Reproduce every item below line by line, changing nothing.

·····

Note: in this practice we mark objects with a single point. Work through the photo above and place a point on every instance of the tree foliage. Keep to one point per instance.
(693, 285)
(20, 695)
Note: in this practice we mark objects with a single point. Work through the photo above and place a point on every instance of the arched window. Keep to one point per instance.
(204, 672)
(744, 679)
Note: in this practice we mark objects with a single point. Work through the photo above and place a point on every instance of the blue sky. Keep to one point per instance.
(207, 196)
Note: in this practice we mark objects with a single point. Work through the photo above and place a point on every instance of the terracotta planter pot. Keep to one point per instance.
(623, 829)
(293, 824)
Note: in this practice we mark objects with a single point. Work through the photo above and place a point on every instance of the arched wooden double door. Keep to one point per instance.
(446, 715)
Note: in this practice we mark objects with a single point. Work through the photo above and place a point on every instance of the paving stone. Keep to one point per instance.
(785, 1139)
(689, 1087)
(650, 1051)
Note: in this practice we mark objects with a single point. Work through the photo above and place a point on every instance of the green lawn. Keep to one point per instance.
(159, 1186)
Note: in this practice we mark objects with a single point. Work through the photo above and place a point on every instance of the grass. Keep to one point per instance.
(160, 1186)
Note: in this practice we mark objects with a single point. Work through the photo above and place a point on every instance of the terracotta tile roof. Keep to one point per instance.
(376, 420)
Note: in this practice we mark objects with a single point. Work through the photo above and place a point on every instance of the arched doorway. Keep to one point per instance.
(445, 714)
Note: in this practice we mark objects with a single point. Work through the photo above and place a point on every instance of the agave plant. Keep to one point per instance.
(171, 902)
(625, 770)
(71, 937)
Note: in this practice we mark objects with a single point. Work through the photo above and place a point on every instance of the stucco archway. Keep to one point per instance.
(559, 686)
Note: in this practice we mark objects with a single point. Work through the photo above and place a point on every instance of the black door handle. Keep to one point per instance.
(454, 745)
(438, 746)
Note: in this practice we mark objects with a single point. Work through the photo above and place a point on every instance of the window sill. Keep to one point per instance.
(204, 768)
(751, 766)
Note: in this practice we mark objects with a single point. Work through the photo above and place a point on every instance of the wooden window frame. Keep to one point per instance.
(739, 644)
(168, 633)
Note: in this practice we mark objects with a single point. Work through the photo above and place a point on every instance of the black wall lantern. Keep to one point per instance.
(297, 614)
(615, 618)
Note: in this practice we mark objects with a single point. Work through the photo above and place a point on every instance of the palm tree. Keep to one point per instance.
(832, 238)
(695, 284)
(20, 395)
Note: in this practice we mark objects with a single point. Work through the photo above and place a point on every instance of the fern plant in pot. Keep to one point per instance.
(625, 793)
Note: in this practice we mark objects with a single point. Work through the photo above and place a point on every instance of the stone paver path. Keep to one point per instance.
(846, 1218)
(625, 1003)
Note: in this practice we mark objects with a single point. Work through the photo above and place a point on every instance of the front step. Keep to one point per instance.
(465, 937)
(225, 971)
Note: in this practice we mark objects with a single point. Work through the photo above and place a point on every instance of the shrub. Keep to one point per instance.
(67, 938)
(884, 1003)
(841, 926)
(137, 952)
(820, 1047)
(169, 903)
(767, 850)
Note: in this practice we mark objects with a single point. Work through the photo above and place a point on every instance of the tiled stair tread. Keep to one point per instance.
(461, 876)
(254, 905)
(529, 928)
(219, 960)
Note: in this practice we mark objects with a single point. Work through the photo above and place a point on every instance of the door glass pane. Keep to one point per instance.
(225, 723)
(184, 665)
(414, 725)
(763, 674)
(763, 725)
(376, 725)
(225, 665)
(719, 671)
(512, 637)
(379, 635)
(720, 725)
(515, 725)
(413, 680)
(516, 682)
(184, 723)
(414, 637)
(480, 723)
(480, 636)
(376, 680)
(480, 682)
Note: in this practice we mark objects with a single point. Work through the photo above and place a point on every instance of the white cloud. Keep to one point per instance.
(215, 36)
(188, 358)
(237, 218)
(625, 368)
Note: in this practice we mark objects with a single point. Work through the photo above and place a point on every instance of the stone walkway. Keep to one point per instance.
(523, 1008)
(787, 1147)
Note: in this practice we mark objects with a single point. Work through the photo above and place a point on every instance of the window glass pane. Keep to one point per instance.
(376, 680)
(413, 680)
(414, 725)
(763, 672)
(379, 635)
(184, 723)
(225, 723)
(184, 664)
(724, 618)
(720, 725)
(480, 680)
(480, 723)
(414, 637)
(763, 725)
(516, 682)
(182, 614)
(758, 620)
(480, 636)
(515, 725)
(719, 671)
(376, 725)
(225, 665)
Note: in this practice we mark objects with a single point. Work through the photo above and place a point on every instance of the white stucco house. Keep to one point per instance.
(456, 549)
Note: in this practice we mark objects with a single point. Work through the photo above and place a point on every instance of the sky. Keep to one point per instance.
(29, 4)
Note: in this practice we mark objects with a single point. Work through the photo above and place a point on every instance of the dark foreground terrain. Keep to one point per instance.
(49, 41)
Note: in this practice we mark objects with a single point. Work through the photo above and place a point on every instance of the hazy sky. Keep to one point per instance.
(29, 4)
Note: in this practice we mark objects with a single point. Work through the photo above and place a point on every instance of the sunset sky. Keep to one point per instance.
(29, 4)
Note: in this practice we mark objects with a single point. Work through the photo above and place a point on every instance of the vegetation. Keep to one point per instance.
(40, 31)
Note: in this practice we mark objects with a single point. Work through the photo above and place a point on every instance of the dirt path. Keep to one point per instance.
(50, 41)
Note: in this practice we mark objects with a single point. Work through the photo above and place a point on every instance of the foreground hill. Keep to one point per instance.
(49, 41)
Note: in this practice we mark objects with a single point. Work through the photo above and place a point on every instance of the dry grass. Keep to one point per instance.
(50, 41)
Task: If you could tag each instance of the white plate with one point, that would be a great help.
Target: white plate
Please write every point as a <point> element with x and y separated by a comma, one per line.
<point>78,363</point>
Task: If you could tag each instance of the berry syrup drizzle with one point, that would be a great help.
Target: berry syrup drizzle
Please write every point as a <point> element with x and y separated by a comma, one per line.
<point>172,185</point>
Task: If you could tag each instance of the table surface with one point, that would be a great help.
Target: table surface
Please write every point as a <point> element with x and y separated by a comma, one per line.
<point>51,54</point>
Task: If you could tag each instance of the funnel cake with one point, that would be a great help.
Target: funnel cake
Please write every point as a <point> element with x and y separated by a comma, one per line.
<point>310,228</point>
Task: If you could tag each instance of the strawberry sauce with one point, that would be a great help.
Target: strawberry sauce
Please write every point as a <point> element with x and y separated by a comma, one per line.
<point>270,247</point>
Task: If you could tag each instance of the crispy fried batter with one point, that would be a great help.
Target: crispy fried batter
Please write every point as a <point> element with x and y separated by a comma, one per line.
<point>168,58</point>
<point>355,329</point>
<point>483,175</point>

·····

## RESULT
Note: in this practice we mark objects with a single point. Work through the photo above and place a point on every instance of the tree foliage. Keep to one point per instance.
(693, 285)
(20, 695)
Note: in this practice we mark objects with a single point. Work through the photo above and place a point on every instance of the arched window. Keep to one point per instance.
(204, 672)
(744, 679)
Note: in this practice we mark objects with a single point. Work through the photo above and place a point on every instance of the blue sky. Keep to one point per instance.
(207, 196)
Note: in this practice we mark objects with a single point. Work through the photo above and place a point on every instance of the terracotta planter pot. Keep to one point per instance.
(623, 829)
(293, 824)
Note: in this practice we mark objects with a single point. Work through the photo above and place a point on every instance of the arched wooden double door. Keep to one point per instance.
(446, 715)
Note: in this practice we mark objects with a single point. Work through the photo above and place a point on every instance of the paving stone. Keep to one point per instance.
(785, 1139)
(689, 1087)
(650, 1051)
Note: in this practice we mark objects with a single point. Work through the photo above and place a point on every instance of the green lawn. Keep to one point per instance.
(159, 1186)
Note: in this practice we mark objects with a single point. Work through the photo above and place a point on every instance of the grass. Keep to one point per instance.
(160, 1186)
Note: in this practice we mark objects with a single point. Work through the photo above and place a point on every instance of the terracotta tile roof. Keep to one point per instance.
(376, 420)
Note: in this practice we mark objects with a single point. Work through the photo above and place a point on every instance of the arched doorway. Keep to one point per instance.
(445, 714)
Note: in this practice we mark objects with a single point. Work through the photo above and place a point on every instance of the agave plant. Keep to one point per instance.
(171, 902)
(625, 770)
(71, 937)
Note: in this practice we mark objects with a single point. Work through the photo above and place a point on every instance of the stucco archway. Keep to one point per instance.
(559, 686)
Note: in this practice we mark objects with a single point. Work through the photo above and place a point on every instance of the black door handle. Keep to one point per instance.
(454, 745)
(438, 746)
Note: in this practice we mark objects with a single point. Work through the photo above and place a point on every instance of the window sill. Keep to one point per instance.
(204, 768)
(751, 766)
Note: in this practice we mark objects with a single point. Work through the photo above and place a point on every instance of the wooden window frame. Keep to one point per instance.
(739, 644)
(168, 633)
Note: in this practice we mark objects with a single point. Work through the photo above and place a point on every instance of the black wall lantern. Keep to one point per instance.
(297, 614)
(615, 618)
Note: in this practice we mark objects with a single point. Work through the photo above and place a point on every instance of the palm tree. Keep to one point per instance.
(832, 238)
(695, 284)
(20, 395)
Note: in this practice we mark objects with a single point. Work through the photo above and place a point on every instance of the fern plant in pot. Keep to one point per instance.
(625, 793)
Note: in this practice we mark objects with a single point. Work through the photo above and place a point on every instance of the stone paver path. Keep to one point per instance.
(846, 1218)
(625, 1003)
Note: in this practice we mark objects with a single point. Work through the photo above and place a point on every instance of the front step. Keep to one point per instance.
(465, 937)
(225, 971)
Note: in this practice we mark objects with a single point. Work through the photo above and place a point on every instance of the shrub. Keep to one point per instance.
(67, 938)
(884, 1003)
(841, 926)
(137, 952)
(820, 1047)
(169, 903)
(767, 850)
Note: in this practice we mark objects with a single point. Work through the photo above and place a point on every instance of the tiled stair tread. Keep to one point per instance.
(461, 876)
(254, 905)
(529, 928)
(219, 960)
Note: in this practice we mark objects with a single point. Work through the photo above and place a point on every instance of the door glass pane. Keep to one point per instance.
(225, 723)
(184, 665)
(414, 725)
(763, 674)
(763, 725)
(376, 725)
(225, 665)
(719, 671)
(512, 637)
(379, 635)
(720, 725)
(515, 725)
(413, 680)
(516, 682)
(184, 723)
(414, 637)
(480, 723)
(480, 636)
(376, 680)
(480, 682)
Note: in this practice we mark objects with a single point. Work through the photo above and place a point on every instance of the white cloud. Keep to one point per instance.
(215, 36)
(188, 358)
(237, 218)
(625, 368)
Note: in this practice we mark objects with a single point. Work through the photo above and place a point on every instance of the stone walkway. Keep to one point per instance.
(523, 1008)
(787, 1147)
Note: in this practice we mark objects with a single point. Work through the photo above and place a point on every instance of the window glass pane. Keep to one point per instance.
(376, 680)
(413, 680)
(414, 725)
(763, 672)
(379, 635)
(184, 723)
(225, 723)
(184, 664)
(724, 618)
(720, 725)
(480, 680)
(480, 723)
(414, 637)
(763, 725)
(516, 682)
(182, 614)
(758, 620)
(480, 636)
(515, 725)
(719, 671)
(376, 725)
(225, 665)
Note: in this practice we mark objects with a single point. Work through the photo above and place a point on every instance of the white stucco house. Keep to one point per instance.
(456, 549)
Note: in this practice we mark objects with a single point. Work through the photo above and place a point on every instance of the sky. Keep to one point per instance.
(29, 4)
Note: in this practice we mark objects with a single point. Work through the photo above and place a point on every instance of the dark foreground terrain. Keep to one point per instance.
(49, 41)
Note: in this practice we mark objects with a single point. Work through the photo above and place a point on every instance of the hazy sky. Keep to one point per instance.
(29, 4)
Note: in this practice we mark objects with a single point. Work through the photo above and place a point on every instance of the sunset sky. Keep to one point per instance.
(29, 4)
Note: in this practice we mark objects with a single point. Work through the photo above and place a point on every instance of the vegetation. Keep to one point per instance.
(40, 31)
Note: in this practice we mark objects with a single point. Work through the photo above and place a point on every instance of the dirt path. Keep to one point per instance.
(50, 41)
Note: in this practice we mark objects with a single point. Work through the photo above and place a point on every instance of the foreground hill. Keep to one point per instance.
(49, 41)
Note: in this practice we mark objects with a single point. Work through the photo above and place a point on every instance of the dry grass. Keep to one point per instance.
(50, 41)
Task: If you could tag each instance of the white plate with one point, that would be a great help.
Target: white plate
Please write every point as a <point> element with x and y separated by a comma, one per line.
<point>78,363</point>
Task: If you could tag each instance of the berry syrup drizzle with one point, that would be a great help.
Target: berry syrup drizzle
Please write every point as a <point> element with x and y separated by a comma, one per line.
<point>172,185</point>
Task: If you could tag each instance of the table surface with one point, that would be a great help.
Target: table surface
Please write every point as a <point> element with x and y separated by a comma, one per line.
<point>51,54</point>
Task: If you could tag each instance of the funnel cake with one point, that would be a great help.
Target: funnel cake
Please write every point as a <point> element with x and y separated by a comma, one per line.
<point>310,228</point>
Task: If you could tag each instance of the strawberry sauce with one point, that would be a great help.
Target: strawberry sauce
Please write every point as a <point> element with x and y separated by a comma, one per line.
<point>270,247</point>
Task: If you could tag each instance of the crispy fried batter with one point, that would be a great help.
Target: crispy fried batter
Please write every point as a <point> element with x and y separated by a comma, one per line.
<point>168,58</point>
<point>355,329</point>
<point>483,175</point>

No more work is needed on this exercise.